#### PASSAGE TO READ
━━━━━━━━━━━━━━━━━━━━━━━━━━━━━━
Introducing は "wa" and です。"desu." the particle は marks the topic. (Remember particles attach to the word which they follow, and that when は is a particle it is pronounced wa.) です。functions like "is" or "topic is."
Is pronounced as "wah". は a subject or topic marker. は can appear as ha, or wa in romaji depending on the system used.
The kana used for は is usually pronounced as "hah", but pronounced as "wah" when used as a particle. The same phenomenon happens in the word "dewa/deha" では in the negative conjugation of the verb [desu].
Other notes: In yakuza speech, は、becomes や (yah). Typically, the y sound is softened such that it sounds like "ah" Example: Ore ha --turns to-> Ore ya --but sounds like-> Ore a
In [ex #7818], shouldnt it be: 皆さんはからどこですか? Or から皆さんはどこですか？ Wouldnt ex #7818 just mean "Where is everyone"? Im no Japanese grammar expert but doesnt から mean from? And shouldnt から be used in ex #7818?
━━━━━━━━━━━━━━━━━━━━━━━━━━━━━━
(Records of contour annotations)

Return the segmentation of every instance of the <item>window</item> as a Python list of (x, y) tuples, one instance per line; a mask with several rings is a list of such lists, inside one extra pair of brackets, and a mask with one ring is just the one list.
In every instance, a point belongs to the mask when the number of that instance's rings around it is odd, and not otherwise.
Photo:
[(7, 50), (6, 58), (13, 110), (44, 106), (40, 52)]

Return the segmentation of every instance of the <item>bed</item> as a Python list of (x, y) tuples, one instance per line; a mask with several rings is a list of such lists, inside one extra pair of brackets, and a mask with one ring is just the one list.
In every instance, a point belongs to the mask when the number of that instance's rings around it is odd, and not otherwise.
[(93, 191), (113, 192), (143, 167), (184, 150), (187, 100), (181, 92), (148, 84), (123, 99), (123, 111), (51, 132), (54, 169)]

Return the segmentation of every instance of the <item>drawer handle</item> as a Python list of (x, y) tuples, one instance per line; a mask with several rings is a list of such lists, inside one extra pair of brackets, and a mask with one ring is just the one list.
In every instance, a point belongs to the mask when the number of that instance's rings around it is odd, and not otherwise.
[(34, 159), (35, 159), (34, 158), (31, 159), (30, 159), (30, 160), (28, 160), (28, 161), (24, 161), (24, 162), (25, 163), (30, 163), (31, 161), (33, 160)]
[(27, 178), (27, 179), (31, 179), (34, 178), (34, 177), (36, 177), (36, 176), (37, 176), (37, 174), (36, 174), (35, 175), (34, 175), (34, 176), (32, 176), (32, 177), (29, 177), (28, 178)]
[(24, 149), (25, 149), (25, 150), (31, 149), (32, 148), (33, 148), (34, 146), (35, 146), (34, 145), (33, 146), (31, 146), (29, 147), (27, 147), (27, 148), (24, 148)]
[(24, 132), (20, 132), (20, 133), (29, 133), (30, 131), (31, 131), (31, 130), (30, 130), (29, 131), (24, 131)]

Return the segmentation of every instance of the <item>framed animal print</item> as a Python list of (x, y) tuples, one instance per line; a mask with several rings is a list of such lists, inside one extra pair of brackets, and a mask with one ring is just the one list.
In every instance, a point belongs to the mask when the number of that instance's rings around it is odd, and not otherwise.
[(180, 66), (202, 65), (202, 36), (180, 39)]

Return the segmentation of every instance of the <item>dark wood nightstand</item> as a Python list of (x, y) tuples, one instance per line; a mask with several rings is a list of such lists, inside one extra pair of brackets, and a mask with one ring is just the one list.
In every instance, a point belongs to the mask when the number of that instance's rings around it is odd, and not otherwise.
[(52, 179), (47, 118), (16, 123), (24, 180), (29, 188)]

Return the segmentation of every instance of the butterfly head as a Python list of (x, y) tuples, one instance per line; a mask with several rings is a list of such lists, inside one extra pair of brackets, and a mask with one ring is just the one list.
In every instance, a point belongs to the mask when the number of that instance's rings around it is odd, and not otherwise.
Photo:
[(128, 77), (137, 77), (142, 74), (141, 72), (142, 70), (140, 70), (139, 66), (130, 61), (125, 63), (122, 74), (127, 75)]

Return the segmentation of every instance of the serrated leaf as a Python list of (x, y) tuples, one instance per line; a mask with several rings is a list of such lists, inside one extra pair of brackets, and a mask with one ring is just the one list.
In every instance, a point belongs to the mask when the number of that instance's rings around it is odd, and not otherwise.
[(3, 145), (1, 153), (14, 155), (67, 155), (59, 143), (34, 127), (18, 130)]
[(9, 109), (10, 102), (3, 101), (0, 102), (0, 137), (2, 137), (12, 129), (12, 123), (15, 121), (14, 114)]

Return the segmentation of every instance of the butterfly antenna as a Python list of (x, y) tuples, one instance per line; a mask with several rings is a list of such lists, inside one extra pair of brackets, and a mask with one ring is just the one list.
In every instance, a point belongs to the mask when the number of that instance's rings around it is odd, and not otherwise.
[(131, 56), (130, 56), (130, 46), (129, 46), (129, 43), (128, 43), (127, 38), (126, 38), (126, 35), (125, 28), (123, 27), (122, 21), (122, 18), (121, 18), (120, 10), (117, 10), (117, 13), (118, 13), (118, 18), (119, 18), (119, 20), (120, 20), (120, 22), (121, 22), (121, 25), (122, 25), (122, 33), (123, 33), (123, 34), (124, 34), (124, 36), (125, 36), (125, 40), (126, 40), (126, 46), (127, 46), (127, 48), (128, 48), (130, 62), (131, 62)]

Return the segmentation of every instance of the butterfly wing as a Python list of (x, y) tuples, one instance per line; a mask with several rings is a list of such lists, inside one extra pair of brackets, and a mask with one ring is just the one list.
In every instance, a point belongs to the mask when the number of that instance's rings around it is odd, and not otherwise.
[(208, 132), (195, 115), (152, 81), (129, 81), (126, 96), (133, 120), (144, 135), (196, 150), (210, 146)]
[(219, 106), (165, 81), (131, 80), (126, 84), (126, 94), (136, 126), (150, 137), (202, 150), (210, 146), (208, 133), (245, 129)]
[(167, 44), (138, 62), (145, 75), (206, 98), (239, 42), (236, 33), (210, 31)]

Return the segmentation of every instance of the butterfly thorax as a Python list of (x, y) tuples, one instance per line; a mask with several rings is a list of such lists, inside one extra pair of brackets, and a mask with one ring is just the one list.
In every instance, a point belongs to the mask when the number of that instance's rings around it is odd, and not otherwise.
━━━━━━━━━━━━━━━━━━━━━━━━━━━━━━
#### AIM OF THE TASK
Please reproduce the notes on the particle は word for word, starting at "The kana used" and ending at "the verb [desu].". The records play no role in this work.

#### RESPONSE TO THIS TASK
The kana used for は is usually pronounced as "hah", but pronounced as "wah" when used as a particle. The same phenomenon happens in the word "dewa/deha" では in the negative conjugation of the verb [desu].